[ENTRIES SUPPLIED Boundary: Start]

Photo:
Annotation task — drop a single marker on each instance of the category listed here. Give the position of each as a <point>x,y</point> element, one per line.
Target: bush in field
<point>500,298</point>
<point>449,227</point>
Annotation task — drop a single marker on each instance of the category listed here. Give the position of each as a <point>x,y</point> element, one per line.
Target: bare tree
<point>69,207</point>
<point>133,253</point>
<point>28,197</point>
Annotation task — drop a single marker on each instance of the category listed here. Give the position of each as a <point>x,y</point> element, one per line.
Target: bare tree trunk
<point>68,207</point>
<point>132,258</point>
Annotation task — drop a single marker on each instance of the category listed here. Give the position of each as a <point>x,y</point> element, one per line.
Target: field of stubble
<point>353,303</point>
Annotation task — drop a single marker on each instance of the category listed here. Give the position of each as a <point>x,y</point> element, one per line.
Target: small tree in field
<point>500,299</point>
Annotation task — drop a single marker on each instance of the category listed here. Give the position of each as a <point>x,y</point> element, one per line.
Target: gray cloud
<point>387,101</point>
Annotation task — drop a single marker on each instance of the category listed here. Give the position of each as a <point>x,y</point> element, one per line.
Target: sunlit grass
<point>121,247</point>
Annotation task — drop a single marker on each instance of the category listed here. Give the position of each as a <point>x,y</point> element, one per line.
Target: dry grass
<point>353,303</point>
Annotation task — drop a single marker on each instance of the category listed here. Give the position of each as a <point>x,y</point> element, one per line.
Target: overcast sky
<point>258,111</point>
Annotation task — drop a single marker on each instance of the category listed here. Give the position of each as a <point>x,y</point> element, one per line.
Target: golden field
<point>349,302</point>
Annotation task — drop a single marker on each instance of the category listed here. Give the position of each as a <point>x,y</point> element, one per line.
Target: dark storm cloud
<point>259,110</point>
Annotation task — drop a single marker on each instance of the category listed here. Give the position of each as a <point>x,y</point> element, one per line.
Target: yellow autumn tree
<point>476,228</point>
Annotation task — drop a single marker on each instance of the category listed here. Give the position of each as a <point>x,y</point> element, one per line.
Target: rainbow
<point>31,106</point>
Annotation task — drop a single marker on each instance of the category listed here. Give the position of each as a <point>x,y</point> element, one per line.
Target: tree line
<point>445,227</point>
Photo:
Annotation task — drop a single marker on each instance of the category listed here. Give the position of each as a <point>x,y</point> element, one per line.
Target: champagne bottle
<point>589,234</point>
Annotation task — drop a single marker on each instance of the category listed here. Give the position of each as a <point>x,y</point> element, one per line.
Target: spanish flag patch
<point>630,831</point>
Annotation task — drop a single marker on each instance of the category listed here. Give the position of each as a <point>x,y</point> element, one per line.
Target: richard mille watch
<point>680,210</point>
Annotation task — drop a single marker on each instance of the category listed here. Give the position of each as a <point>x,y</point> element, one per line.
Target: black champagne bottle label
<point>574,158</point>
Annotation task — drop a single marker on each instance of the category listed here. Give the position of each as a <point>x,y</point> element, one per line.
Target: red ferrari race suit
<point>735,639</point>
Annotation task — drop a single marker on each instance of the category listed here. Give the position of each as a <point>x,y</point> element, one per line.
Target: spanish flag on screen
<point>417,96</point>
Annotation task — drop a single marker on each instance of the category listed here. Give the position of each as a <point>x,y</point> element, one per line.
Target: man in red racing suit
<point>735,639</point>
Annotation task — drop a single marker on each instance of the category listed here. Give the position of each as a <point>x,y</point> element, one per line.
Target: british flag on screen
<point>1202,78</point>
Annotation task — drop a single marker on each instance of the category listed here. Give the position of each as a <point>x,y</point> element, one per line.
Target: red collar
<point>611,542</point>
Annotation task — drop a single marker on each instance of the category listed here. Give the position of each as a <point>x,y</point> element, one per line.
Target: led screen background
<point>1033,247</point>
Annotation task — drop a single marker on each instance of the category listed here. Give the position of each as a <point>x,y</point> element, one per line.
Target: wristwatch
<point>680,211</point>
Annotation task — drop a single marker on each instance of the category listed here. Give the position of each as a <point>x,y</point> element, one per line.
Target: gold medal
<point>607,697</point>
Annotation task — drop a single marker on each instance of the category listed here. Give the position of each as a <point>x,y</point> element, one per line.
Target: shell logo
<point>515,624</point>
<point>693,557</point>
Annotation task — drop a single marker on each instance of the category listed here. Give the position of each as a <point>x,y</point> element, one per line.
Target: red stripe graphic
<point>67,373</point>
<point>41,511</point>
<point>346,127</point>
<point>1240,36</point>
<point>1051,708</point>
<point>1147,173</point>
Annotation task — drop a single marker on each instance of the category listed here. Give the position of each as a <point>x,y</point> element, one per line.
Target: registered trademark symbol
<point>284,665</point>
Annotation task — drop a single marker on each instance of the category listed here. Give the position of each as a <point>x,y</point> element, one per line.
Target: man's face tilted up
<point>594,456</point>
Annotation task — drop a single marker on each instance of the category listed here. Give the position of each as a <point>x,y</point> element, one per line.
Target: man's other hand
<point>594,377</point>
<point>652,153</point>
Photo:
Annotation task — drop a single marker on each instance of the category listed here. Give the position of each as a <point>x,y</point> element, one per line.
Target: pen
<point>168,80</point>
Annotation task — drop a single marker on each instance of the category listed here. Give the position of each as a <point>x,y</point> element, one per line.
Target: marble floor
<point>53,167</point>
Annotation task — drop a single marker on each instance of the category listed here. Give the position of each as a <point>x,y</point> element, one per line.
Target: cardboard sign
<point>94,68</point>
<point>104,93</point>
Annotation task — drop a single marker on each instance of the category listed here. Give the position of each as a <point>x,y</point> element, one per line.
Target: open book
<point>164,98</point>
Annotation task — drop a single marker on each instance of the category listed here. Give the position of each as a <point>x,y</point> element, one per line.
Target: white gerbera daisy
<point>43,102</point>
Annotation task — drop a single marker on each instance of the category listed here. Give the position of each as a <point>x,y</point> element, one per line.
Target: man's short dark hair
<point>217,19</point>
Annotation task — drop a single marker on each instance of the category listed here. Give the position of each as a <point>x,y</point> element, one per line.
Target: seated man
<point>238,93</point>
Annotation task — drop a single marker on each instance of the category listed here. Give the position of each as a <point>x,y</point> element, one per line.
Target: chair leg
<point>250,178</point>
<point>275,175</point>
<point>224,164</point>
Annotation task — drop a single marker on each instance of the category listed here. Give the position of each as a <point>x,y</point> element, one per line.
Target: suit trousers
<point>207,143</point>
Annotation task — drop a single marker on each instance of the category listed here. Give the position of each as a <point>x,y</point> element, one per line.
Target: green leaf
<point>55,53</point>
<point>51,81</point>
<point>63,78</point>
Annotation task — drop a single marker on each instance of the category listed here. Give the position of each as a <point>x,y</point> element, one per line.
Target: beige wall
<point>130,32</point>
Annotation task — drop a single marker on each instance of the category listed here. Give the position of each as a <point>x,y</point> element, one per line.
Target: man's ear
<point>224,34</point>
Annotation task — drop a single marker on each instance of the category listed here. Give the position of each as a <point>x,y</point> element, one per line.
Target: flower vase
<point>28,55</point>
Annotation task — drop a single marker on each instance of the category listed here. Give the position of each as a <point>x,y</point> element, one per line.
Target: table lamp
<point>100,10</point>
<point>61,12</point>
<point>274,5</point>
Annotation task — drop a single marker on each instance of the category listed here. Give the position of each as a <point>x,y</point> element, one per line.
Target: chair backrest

[ENTRIES SUPPLIED Boundary: End]

▸ WORK TO BE COMPLETED: Every line of the data above should be reproduced word for word.

▸ TASK RESULT:
Photo:
Annotation task — drop a single marker on each instance of the category listed here. Give the position of each as a <point>x,y</point> element, one per line.
Target: bush in field
<point>500,298</point>
<point>449,227</point>
Annotation task — drop a single marker on each instance of the category listed here. Give the position of each as a <point>x,y</point> element, one per line.
Target: bare tree
<point>69,207</point>
<point>133,253</point>
<point>28,197</point>
Annotation task — drop a single marker on each instance of the category listed here. Give the position of each as a <point>x,y</point> element, one per line.
Target: bare tree trunk
<point>68,207</point>
<point>132,258</point>
Annotation task — drop a single marker on each instance of the category listed here. Give the position of each as a <point>x,y</point> element, one per line.
Target: field of stubble
<point>353,303</point>
Annotation task — drop a single marker on each instance of the category listed here. Give the position of each as a <point>x,y</point> element, one per line.
Target: small tree in field
<point>500,299</point>
Annotation task — drop a single marker on each instance of the category listed here. Give the position of each as a <point>x,y</point> element, one per line.
Target: gray cloud
<point>387,101</point>
Annotation task — drop a single marker on each instance of the category listed here. Give the position of each as a <point>x,y</point> element, one per line.
Target: sunlit grass
<point>121,247</point>
Annotation task — drop a single marker on each instance of the category listed here. Give the position of each as a <point>x,y</point> element, one per line.
Target: dry grass
<point>353,303</point>
Annotation task — drop a single marker on each instance of the category listed here. Give the position of each as a <point>x,y</point> element, one per line.
Target: overcast sky
<point>258,111</point>
Annotation task — drop a single marker on each instance of the category listed here. Give the position of each as a <point>x,y</point> element, one per line.
Target: golden field
<point>349,302</point>
Annotation task — drop a single marker on each instance of the category listed here. Give the position of each as a <point>x,y</point> element, one per line.
Target: dark storm cloud
<point>259,110</point>
Annotation task — drop a single marker on each instance of the category listed here. Give the position of each as a <point>x,y</point> element, one per line.
Target: yellow autumn tree
<point>476,228</point>
Annotation task — drop a single marker on each instance of the category listed here. Give the position of each as a <point>x,y</point> element, one per line.
Target: rainbow
<point>31,106</point>
Annotation task — drop a single marker on each instance of the category listed here. Give the position of each as a <point>x,y</point> element, one per line.
Target: tree line
<point>445,227</point>
Photo:
Annotation task — drop a single marker on each instance of the category listed here. Give the position of each as a <point>x,y</point> element, one per line.
Target: champagne bottle
<point>589,234</point>
Annotation task — drop a single marker on each instance of the category listed here. Give the position of each as a <point>x,y</point> element, one per line.
Target: spanish flag patch
<point>630,831</point>
Annotation task — drop a single marker on each instance of the category listed here. Give the position of each as a <point>x,y</point> element, one per line.
Target: richard mille watch
<point>680,210</point>
Annotation task — drop a single marker on each instance of the category listed here. Give the position of each as a <point>x,y</point> element, one per line.
Target: black champagne bottle label
<point>574,158</point>
Annotation task — drop a single marker on each instance of the category listed here. Give the position of each as a <point>x,y</point> element, one per line.
Target: red ferrari race suit
<point>735,639</point>
Annotation task — drop a single marker on each instance of the category listed here. Give the position of each as a <point>x,y</point> element, one per line.
Target: spanish flag on screen
<point>417,96</point>
Annotation task — drop a single marker on each instance of the category listed here. Give the position of each as a <point>x,y</point> element, one per line.
Target: man in red racing suit
<point>735,639</point>
Annotation task — drop a single marker on each instance of the category listed here. Give the position of each as a <point>x,y</point> element, one per line.
Target: british flag on screen
<point>1202,78</point>
Annotation task — drop a single marker on each instance of the category listed here. Give the position of each as a <point>x,y</point> element, one per line.
Target: red collar
<point>611,542</point>
Annotation task — drop a single marker on each instance of the category listed here. Give the position of each as a <point>x,y</point> element, one per line.
Target: led screen background
<point>1033,247</point>
Annotation task — drop a single marker on each instance of the category listed here. Give the position of each as a <point>x,y</point> element, one per line.
Target: wristwatch
<point>680,211</point>
Annotation task — drop a single marker on each instance of the category listed here. Give the position of each as a <point>x,y</point> element, one per line.
Target: gold medal
<point>607,697</point>
Annotation task — drop a single marker on each instance of the category listed here. Give the position of each as a <point>x,y</point> element, one per line.
Target: shell logo
<point>515,624</point>
<point>693,557</point>
Annotation task — drop a single marker on each instance of the category listed here. Give the position of each as a <point>x,y</point> element, one per line.
Target: red stripe graphic
<point>67,373</point>
<point>41,511</point>
<point>346,127</point>
<point>1240,36</point>
<point>1051,708</point>
<point>1147,173</point>
Annotation task — drop a single marker on each instance of the category listed here. Give the position of each as a <point>x,y</point> element, one per line.
Target: registered trademark symbol
<point>284,665</point>
Annotation task — drop a single marker on each instance of the category listed here. Give the position of each as a <point>x,y</point> element, one per line.
Target: man's face tilted up
<point>594,456</point>
Annotation task — drop a single marker on each instance of the category listed here. Give the position of each as a <point>x,y</point> element, one per line.
Target: man's other hand
<point>594,377</point>
<point>652,153</point>
Photo:
Annotation task — drop a single marker on each instance of the category listed here. Give the position of each as a <point>x,y</point> element, one per line.
Target: pen
<point>168,80</point>
Annotation task — drop a single marker on each instance of the category listed here. Give the position of each as a <point>x,y</point> element, one per line.
Target: marble floor
<point>53,167</point>
Annotation task — drop a single marker on each instance of the category listed here. Give the position of each as a <point>x,y</point> element, one per line.
Target: cardboard sign
<point>94,68</point>
<point>104,93</point>
Annotation task — drop a single marker on each instance of the category listed here. Give the position of each as a <point>x,y</point> element, one per line.
Target: open book
<point>164,98</point>
Annotation task — drop a single marker on each instance of the category listed here. Give the position of each as a <point>x,y</point> element, one per line.
Target: white gerbera daisy
<point>43,102</point>
Annotation task — drop a single marker on each instance of the category listed here. Give the position of each as a <point>x,y</point> element, one per line.
Target: man's short dark hair
<point>217,19</point>
Annotation task — drop a single marker on each instance of the category listed here. Give the position of each as a <point>x,y</point> element, one per line.
Target: seated man
<point>238,93</point>
Annotation task — drop a single marker on each instance of the category listed here. Give the position of each as a <point>x,y</point> element, one per line.
Target: chair leg
<point>250,178</point>
<point>275,175</point>
<point>224,164</point>
Annotation task — drop a single marker on each instance of the category listed here. Give the position of each as a <point>x,y</point> element, one per line.
Target: suit trousers
<point>207,143</point>
Annotation task — drop a single marker on each instance of the category listed here. Give the position of each as a <point>x,y</point> element, one per line.
Target: green leaf
<point>55,53</point>
<point>51,81</point>
<point>63,78</point>
Annotation task — drop a single marker on each instance of the category listed here. Give the position of each as a <point>x,y</point> element, one per line.
Target: beige wall
<point>130,32</point>
Annotation task — drop a single marker on each instance of the category listed here. Give the position of each as a <point>x,y</point> element, one per line.
Target: man's ear
<point>224,34</point>
Annotation task — drop a single marker on each instance of the category listed here. Give the position of each as a <point>x,y</point> element, one per line.
Target: flower vase
<point>28,55</point>
Annotation task — drop a single marker on each instance of the category listed here. Give the position of each as a <point>x,y</point> element, one per line.
Target: table lamp
<point>100,10</point>
<point>61,12</point>
<point>274,5</point>
Annotation task — drop a single marker on each instance of the category listed here. Give the position of each as a <point>x,y</point> element, one per line.
Target: chair backrest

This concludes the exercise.